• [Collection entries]
........
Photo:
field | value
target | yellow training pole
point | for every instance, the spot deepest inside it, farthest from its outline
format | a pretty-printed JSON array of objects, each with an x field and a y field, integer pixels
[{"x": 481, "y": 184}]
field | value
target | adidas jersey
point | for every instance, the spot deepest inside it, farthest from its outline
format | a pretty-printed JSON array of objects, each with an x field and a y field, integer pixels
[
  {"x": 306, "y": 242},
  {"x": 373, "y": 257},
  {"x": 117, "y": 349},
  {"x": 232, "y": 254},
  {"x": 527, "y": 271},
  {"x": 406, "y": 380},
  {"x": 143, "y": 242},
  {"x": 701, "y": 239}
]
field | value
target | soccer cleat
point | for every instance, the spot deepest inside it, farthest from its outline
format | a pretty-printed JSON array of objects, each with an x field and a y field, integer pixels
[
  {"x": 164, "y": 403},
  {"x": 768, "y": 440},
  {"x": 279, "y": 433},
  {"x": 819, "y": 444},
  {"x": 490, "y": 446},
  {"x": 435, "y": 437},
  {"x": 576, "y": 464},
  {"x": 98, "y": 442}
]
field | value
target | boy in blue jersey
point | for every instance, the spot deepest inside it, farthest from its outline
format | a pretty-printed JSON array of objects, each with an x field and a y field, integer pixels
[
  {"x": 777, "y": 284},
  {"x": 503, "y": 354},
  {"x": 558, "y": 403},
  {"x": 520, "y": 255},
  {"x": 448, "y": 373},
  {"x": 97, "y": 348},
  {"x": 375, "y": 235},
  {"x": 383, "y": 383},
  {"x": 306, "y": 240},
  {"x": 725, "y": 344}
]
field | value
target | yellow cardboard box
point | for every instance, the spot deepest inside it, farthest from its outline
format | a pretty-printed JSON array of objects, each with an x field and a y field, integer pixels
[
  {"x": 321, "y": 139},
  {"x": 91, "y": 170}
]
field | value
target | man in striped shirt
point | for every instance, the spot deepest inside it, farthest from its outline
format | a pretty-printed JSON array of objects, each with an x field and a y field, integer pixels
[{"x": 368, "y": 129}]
........
• [Assigned task] A verbatim output of all the data above is needed.

• [Output for this exercise]
Photo:
field | value
target | yellow training pole
point | for every instance, the spot deepest inside it, farthest from its outline
format | a pretty-printed JSON array of objects, each with an x field and a y field, integer pixels
[{"x": 481, "y": 184}]
field | value
target | adidas jersey
point | for every instance, the spot deepest inside it, farthest from its outline
format | a pretty-printed JSON array of objects, each with an x field and a y field, integer pixels
[
  {"x": 306, "y": 242},
  {"x": 373, "y": 257},
  {"x": 117, "y": 349},
  {"x": 232, "y": 254},
  {"x": 527, "y": 271},
  {"x": 406, "y": 380},
  {"x": 143, "y": 242},
  {"x": 701, "y": 239}
]
field | value
target | soccer cleat
point | for every instance, the spot deepest inside it, farthest from its outline
format | a pretty-printed JSON array of objects, each with an x field and a y field, integer pixels
[
  {"x": 164, "y": 403},
  {"x": 768, "y": 440},
  {"x": 279, "y": 433},
  {"x": 819, "y": 444},
  {"x": 490, "y": 446},
  {"x": 435, "y": 437},
  {"x": 576, "y": 464},
  {"x": 98, "y": 442}
]
field | value
target | boy in blue jersey
point | for every instance, the spot deepest inside it, farthest from its outline
format | a pretty-printed JSON array of objects, each with an x field and a y field, integer pixels
[
  {"x": 777, "y": 284},
  {"x": 503, "y": 354},
  {"x": 558, "y": 403},
  {"x": 520, "y": 255},
  {"x": 448, "y": 373},
  {"x": 97, "y": 348},
  {"x": 375, "y": 235},
  {"x": 383, "y": 383},
  {"x": 306, "y": 240},
  {"x": 725, "y": 344}
]
field | value
target | yellow cardboard box
point | for every instance, the spot deepest inside it, farthest from its outline
format | a pretty-printed JSON array of objects, each with an x field and a y field, integer pixels
[
  {"x": 321, "y": 139},
  {"x": 91, "y": 170}
]
field | value
target | man in striped shirt
point | for every instance, the spot deepest inside it, farthest from its outline
format | a pretty-printed JSON array of objects, each with an x field and a y field, integer pixels
[{"x": 368, "y": 129}]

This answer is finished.